━━━ Source data

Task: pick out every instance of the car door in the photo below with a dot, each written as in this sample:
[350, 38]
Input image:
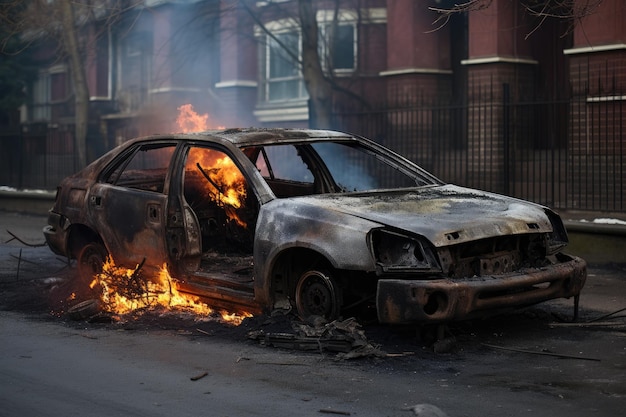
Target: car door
[129, 205]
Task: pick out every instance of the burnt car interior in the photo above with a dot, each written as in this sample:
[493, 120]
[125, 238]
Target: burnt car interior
[225, 209]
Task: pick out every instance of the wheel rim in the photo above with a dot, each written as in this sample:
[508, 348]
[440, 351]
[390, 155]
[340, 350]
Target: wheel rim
[91, 260]
[316, 296]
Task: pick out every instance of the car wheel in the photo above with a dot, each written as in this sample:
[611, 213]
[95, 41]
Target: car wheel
[84, 310]
[317, 295]
[91, 259]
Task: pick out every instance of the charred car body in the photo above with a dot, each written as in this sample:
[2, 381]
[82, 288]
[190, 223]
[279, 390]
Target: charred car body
[321, 221]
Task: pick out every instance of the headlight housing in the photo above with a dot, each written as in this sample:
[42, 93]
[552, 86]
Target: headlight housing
[557, 239]
[398, 253]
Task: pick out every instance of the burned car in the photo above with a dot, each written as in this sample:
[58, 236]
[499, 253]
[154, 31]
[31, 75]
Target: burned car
[323, 222]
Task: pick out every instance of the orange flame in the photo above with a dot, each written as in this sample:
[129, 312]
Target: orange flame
[123, 293]
[189, 121]
[227, 185]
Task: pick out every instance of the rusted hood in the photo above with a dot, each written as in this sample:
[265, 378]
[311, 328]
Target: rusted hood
[445, 214]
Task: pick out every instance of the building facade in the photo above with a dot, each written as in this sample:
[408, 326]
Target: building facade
[237, 62]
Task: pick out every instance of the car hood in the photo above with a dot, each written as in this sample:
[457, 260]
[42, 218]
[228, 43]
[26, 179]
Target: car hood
[445, 214]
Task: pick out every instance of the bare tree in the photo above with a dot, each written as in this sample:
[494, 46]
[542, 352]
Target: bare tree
[570, 11]
[60, 22]
[317, 70]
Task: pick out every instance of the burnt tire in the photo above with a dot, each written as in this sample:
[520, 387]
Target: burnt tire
[317, 294]
[91, 258]
[84, 310]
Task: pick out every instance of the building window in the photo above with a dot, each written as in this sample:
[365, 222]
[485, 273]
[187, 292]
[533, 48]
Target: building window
[41, 98]
[134, 71]
[284, 80]
[50, 87]
[338, 47]
[281, 54]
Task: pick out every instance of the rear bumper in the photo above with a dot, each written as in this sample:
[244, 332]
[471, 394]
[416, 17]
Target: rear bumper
[440, 300]
[56, 233]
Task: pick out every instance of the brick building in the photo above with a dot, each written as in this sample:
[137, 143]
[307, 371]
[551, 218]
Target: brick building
[381, 55]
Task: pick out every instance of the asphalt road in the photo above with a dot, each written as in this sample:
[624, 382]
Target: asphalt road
[527, 363]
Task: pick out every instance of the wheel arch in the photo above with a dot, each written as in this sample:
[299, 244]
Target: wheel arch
[79, 236]
[287, 267]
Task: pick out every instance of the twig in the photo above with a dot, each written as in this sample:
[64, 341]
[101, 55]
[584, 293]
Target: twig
[558, 355]
[200, 376]
[588, 324]
[342, 413]
[203, 332]
[607, 315]
[19, 261]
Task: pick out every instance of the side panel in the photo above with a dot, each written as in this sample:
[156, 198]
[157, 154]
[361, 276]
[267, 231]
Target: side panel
[132, 223]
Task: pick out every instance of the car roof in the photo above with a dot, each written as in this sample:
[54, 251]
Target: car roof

━━━━━━

■ Task to carry out: Go through the records line by line, and copy each line that holds the string "roof".

■ Answer section:
Task: pick out every instance of the car roof in the photo above with a dot, each written as in this sample:
Target: car roof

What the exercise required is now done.